• EXERCISE
Render the items as a JSON list of strings, one string per line with blank lines omitted, covering only the lines from the one containing "Where can you find the overcast" through the end of the items, both ends included.

-- DATASET RECORDS start --

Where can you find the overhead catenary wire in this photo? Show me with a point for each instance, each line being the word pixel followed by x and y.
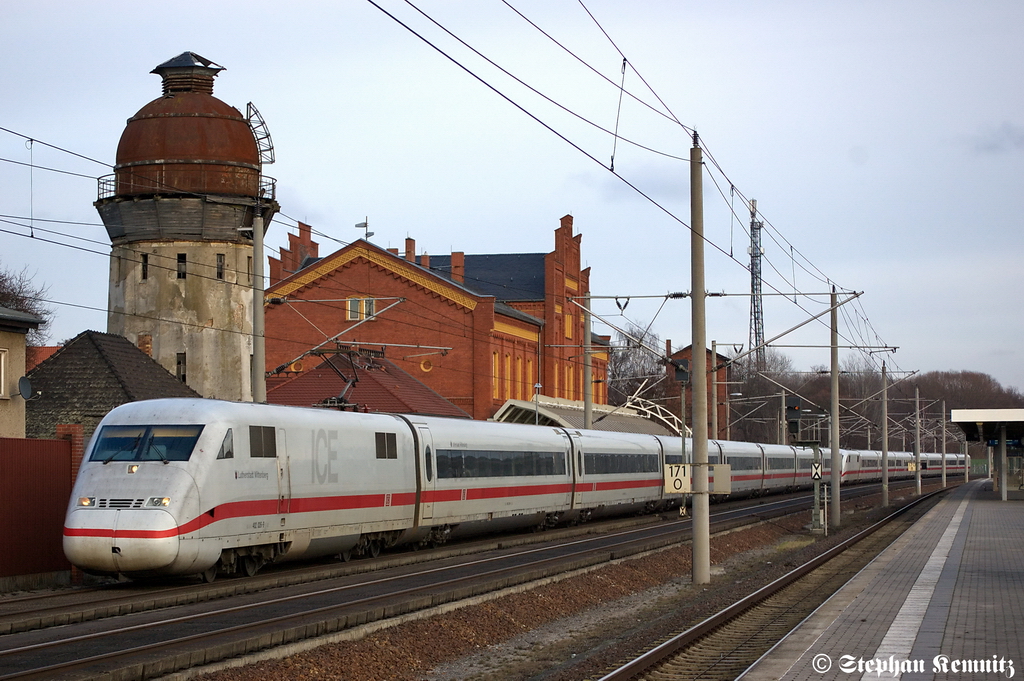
pixel 621 88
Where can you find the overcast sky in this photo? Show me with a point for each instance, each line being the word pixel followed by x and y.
pixel 883 140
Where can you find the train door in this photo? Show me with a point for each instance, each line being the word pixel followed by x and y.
pixel 284 474
pixel 426 472
pixel 574 457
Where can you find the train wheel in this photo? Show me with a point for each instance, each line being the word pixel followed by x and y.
pixel 250 565
pixel 209 575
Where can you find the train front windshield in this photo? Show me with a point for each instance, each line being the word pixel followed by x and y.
pixel 145 443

-- DATASET RECORDS end --

• REPLY TO THE TASK
[
  "Where can you find the overcast sky in this photo? Show me with a point for each instance, each line being the word pixel followed by x and y.",
  "pixel 883 140",
  "Where can you find the train door in this photo? Show me with a point for each instance, each line being the word pixel followed by x and y.",
  "pixel 284 474",
  "pixel 426 472",
  "pixel 574 457",
  "Where can you find the train wheel in this photo? Show me with a point for each instance, each line being the word pixel followed by x and y.",
  "pixel 250 565",
  "pixel 209 575",
  "Where can you find the train front windshield in this photo? Show me with a point for each instance, each line being the word pixel followed by x and y.",
  "pixel 145 443"
]